▶ **Exercise details**:
Locate the line containing "Target: person's torso" in the data below. Reproduce it and every following line up to the end, exactly as given.
^^^^^^^^
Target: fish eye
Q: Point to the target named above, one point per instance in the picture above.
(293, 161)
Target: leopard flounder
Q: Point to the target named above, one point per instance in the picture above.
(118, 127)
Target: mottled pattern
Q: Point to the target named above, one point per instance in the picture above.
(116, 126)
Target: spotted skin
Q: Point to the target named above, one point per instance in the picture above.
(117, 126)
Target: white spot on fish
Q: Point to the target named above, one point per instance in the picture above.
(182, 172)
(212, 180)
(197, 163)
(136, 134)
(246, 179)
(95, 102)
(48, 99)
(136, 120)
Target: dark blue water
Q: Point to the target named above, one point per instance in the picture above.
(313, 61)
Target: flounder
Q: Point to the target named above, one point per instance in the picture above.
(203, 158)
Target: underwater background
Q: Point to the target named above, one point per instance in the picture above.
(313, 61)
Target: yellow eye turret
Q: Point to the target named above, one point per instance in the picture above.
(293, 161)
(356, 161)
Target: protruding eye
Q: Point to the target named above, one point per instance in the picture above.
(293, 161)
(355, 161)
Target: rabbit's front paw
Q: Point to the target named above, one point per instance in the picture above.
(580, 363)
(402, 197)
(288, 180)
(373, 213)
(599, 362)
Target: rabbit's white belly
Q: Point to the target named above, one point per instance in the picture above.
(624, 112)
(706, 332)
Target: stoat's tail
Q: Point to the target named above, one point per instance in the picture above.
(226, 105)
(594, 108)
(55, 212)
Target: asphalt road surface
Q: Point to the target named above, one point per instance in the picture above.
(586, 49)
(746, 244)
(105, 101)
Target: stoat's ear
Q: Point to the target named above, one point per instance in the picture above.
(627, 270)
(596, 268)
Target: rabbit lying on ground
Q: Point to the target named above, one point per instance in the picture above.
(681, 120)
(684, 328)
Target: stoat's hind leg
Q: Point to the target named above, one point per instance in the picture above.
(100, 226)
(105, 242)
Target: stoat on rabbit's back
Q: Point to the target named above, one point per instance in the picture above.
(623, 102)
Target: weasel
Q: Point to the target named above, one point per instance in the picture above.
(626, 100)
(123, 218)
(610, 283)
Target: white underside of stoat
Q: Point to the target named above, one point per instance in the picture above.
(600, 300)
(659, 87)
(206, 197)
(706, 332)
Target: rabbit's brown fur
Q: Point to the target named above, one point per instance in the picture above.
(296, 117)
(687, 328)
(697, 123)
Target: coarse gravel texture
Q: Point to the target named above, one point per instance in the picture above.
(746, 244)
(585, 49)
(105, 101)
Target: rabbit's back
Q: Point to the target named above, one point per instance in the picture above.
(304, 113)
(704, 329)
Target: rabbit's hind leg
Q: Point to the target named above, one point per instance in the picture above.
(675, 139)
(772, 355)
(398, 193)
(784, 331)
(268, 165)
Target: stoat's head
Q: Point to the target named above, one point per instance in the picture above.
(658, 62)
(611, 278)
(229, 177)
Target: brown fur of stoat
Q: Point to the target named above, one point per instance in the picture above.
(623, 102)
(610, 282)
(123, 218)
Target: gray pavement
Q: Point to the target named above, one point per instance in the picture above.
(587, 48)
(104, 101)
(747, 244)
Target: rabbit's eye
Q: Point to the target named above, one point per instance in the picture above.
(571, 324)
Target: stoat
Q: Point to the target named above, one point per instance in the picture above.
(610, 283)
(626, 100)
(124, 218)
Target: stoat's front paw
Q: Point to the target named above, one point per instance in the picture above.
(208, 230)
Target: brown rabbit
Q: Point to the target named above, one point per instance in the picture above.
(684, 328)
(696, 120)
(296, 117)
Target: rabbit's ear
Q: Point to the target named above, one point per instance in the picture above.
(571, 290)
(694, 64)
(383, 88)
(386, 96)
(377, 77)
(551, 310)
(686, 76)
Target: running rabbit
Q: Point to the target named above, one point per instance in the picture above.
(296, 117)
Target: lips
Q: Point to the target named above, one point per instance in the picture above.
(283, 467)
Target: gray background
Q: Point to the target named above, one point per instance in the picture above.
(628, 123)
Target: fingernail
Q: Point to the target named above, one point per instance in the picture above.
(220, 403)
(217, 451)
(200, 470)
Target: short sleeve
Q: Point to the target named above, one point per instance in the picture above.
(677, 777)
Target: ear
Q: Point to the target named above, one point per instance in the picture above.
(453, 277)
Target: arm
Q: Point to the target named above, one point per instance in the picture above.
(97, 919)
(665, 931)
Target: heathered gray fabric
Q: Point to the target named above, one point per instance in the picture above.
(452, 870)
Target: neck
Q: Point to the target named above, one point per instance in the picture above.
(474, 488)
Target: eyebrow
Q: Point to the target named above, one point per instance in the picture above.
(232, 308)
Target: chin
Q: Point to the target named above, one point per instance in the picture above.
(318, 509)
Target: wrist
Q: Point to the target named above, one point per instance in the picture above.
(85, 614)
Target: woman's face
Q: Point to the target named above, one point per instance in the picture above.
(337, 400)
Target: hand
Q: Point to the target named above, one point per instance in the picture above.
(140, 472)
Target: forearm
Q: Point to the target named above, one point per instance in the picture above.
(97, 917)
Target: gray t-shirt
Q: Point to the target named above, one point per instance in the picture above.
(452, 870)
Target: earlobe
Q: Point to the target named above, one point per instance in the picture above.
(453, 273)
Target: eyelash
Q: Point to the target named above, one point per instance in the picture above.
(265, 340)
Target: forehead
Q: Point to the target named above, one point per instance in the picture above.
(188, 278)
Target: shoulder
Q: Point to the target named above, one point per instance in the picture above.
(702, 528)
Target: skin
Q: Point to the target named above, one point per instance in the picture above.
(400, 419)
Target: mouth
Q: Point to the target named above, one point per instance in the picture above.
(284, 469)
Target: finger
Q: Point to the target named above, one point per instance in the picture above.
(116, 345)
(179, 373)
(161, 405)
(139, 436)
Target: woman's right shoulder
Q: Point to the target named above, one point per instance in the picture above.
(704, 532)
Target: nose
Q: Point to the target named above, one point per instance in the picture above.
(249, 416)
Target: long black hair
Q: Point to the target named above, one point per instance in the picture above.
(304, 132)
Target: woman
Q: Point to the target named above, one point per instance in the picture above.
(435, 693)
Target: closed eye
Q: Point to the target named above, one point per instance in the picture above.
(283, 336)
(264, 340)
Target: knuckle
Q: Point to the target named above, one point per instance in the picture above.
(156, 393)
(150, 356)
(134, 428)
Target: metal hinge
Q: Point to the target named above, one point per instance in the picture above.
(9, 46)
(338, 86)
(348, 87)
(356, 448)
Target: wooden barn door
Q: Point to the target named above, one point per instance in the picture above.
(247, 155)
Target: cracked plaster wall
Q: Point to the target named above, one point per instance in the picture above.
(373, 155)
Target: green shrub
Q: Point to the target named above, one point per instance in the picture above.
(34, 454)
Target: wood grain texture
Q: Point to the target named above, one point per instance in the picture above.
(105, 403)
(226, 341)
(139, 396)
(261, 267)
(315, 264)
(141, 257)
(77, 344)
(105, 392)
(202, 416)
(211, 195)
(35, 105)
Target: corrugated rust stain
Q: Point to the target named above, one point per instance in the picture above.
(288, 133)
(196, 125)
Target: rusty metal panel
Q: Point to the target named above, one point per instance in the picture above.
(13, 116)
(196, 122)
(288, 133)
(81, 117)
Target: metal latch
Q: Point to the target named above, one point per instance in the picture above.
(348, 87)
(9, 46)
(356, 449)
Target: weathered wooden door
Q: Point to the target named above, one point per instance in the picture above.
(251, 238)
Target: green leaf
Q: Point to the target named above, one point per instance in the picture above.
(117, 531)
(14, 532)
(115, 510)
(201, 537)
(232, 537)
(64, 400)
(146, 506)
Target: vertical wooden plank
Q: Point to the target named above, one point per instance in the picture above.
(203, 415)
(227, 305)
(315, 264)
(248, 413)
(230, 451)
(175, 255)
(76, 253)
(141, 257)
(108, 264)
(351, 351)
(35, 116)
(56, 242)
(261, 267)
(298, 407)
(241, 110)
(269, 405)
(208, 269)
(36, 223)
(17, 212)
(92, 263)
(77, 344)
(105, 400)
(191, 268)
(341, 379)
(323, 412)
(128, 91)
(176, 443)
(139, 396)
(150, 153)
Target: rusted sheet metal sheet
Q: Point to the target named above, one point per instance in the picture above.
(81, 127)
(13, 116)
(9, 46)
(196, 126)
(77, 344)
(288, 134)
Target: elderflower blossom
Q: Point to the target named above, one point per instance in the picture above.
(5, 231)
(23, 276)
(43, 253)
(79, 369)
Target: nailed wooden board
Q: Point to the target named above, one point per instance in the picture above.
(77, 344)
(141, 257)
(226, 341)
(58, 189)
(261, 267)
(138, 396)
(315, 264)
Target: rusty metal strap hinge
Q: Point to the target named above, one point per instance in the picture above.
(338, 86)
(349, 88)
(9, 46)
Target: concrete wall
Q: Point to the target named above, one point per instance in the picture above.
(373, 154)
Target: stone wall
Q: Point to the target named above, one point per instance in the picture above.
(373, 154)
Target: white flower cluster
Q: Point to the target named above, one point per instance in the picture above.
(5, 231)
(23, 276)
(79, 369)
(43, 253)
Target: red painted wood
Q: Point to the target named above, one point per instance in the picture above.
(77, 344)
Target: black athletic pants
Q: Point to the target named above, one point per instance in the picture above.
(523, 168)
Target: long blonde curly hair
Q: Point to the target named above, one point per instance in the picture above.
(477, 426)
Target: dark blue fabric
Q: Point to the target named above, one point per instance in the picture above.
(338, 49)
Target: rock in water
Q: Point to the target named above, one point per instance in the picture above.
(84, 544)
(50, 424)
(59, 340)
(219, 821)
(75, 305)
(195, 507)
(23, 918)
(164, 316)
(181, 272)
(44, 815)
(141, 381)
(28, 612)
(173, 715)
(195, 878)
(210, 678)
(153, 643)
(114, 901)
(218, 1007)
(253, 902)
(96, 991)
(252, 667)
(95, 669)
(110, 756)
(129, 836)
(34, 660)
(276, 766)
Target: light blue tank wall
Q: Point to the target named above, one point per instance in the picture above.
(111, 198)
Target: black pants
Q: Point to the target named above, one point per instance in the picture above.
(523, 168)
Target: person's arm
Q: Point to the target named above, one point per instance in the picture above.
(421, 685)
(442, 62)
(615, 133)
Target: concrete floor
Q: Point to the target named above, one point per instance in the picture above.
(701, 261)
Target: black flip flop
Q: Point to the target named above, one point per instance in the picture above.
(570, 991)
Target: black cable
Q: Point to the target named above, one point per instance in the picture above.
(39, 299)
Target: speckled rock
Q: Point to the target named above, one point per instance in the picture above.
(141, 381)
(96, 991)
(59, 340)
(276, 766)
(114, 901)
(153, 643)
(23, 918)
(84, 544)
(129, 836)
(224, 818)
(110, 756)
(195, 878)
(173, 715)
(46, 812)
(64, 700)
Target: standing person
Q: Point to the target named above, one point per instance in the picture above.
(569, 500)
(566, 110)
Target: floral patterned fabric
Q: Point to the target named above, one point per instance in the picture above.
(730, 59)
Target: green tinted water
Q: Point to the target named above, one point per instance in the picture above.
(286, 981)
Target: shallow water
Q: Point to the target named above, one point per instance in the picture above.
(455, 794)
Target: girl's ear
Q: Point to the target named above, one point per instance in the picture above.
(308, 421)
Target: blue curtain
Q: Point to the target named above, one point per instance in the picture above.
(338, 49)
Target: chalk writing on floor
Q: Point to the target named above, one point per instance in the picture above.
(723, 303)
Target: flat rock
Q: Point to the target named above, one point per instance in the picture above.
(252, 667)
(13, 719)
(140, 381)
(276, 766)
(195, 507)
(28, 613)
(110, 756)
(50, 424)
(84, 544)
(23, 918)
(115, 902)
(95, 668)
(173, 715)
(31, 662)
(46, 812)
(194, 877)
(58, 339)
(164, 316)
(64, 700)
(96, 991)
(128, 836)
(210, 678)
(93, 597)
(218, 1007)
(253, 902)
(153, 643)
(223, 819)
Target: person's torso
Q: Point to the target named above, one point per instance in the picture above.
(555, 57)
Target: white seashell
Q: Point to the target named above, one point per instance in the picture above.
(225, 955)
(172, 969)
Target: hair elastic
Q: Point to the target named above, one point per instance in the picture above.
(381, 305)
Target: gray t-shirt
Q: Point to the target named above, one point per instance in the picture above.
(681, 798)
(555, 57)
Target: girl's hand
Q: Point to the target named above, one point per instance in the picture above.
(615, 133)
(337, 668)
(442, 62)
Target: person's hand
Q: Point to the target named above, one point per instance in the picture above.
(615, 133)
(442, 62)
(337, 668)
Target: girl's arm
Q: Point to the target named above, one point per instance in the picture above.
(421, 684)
^^^^^^^^
▶ **The response**:
Target: person's torso
Q: Point to the target named above, one point per instance in the picture above.
(555, 57)
Target: white seashell
Q: Point to the target named above, one point per instance in the picture above.
(225, 955)
(172, 969)
Target: hair elastic
Q: Point to the target named above, one point per instance in the picture above.
(381, 305)
Target: gray t-shirt
Q: Point to the target named above, one point per instance in the picture above.
(681, 798)
(555, 57)
Target: girl's hand
Q: Point to the target named above, one point per instance in the picture above.
(615, 133)
(337, 668)
(442, 62)
Target: person's hand
Q: Point to the target named above, one point per instance in the picture above.
(615, 133)
(442, 62)
(337, 668)
Target: girl's arm
Q: Point to the target named above, one point per instance in the picture above.
(421, 684)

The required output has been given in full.